• _WHAT THE TASK REQUIRES_
Extend the article on sugar-sweetened beverages and exercise below, picking up right after its final sentence.

Don’t drink sugar-sweetened beverages thinking you can sweat it out later. Researchers in a new study have found that exercise can protect you from cardiovascular diseases to an extent but cannot eliminate the adverse effects of sugar-sweetened beverages.

“Physical activity reduces the risk of cardiovascular disease associated with sugar-sweetened beverages by half, but it does not fully eliminate it,” said researcher Jean-Philippe Drouin-Chartier from the Universit√© Laval’s Faculty of Pharmacy in Quebec, Canada.

Sugary drinks such as sodas and sweetened beverages add a lot of extra sugar to the American diet. These additional calories from frequent use are often linked to weight gain, obesity, and health problems such as diabetes, heart issues, kidney diseases, liver problems, tooth decay, arthritis, and gout.

The study published in the American Journal of Clinical Nutrition suggests that even if a person meets the recommended 150 minutes of weekly physical activity, it may not be sufficient to guard them against the cardiovascular risk associated with sugary drinks.

“The marketing strategies for these drinks often show active people drinking these beverages. It suggests that sugary drink consumption has no negative effects on health if you’re physically active. Our research aimed to assess this hypothesis” said Drouin-Chartier.

The research team used two cohorts totaling around 100,000 adults who were followed up for about 30 years. Upon analysis, they found that regardless of physical activity levels, those who consumed sugar-sweetened beverages more than twice a week had a higher risk of cardiovascular disease.

• _INFORMATION_

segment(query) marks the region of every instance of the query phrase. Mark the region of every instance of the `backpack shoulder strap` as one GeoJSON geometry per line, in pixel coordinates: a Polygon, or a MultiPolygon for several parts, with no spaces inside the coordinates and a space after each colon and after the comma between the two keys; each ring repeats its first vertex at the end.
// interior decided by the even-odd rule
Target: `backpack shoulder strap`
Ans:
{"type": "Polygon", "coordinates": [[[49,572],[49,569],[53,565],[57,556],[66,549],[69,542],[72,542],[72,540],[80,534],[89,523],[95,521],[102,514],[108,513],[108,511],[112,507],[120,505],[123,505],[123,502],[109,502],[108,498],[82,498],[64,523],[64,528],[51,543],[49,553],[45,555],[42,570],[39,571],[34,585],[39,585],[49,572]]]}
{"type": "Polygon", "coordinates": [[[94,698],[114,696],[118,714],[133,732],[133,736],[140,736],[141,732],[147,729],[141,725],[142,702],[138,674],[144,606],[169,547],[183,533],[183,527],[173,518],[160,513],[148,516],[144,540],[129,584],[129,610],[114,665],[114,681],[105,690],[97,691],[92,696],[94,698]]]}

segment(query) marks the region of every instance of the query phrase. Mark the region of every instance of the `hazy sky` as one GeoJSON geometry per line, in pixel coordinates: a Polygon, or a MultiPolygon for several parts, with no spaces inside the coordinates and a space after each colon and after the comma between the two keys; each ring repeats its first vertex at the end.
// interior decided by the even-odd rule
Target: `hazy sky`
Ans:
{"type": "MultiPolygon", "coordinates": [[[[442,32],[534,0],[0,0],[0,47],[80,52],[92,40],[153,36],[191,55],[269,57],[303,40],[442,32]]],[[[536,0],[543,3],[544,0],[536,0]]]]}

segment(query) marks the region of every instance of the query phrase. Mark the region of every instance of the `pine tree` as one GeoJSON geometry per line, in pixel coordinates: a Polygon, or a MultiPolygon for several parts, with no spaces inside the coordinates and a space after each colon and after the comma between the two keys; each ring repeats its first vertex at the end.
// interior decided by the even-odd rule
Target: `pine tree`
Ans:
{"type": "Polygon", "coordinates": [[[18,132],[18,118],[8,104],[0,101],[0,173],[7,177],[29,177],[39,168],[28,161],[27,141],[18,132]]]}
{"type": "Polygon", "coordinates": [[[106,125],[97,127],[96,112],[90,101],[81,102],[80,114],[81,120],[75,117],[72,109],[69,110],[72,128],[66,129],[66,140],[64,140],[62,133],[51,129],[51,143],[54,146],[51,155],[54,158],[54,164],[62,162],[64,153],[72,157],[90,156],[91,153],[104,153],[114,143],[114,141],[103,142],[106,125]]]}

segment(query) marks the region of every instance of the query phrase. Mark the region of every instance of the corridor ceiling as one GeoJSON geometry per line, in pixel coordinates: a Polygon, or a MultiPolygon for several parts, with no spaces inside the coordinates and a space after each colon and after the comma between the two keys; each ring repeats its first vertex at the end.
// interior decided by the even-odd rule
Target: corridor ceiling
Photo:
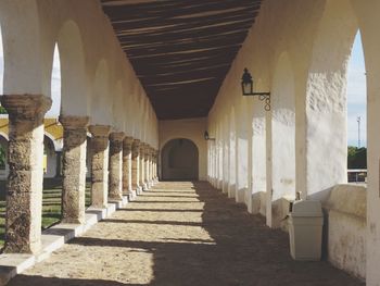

• _RESULT OF THE EXERCISE_
The twice-a-week consumption, which is relatively low frequency, was still significantly associated with cardiovascular disease risk. The researchers noted that with daily consumption, the risk was even higher.

The study looked at sugar-sweetened drinks, which include soft and fizzy drinks (with or without caffeine), lemonade, and fruit cocktails. Although the study did not specifically focus on energy drinks, it is important to note that they usually also contain added sugars.

“For artificially sweetened drinks, often presented as an alternative solution to sugar-sweetened beverages, their consumption was not associated with a higher risk of cardiovascular diseases,” the news release stated.

“Replacing sugar-sweetened beverages with diet drinks is good, because it reduces the amount of sugar. But the best drink option remains water,” Drouin-Chartier said.

“Our findings provide further support for public health recommendations and policies to limit people’s intake of sugar-sweetened beverages, as well as to encourage people to meet and maintain adequate physical activity levels,” added lead author Lorena Pacheco.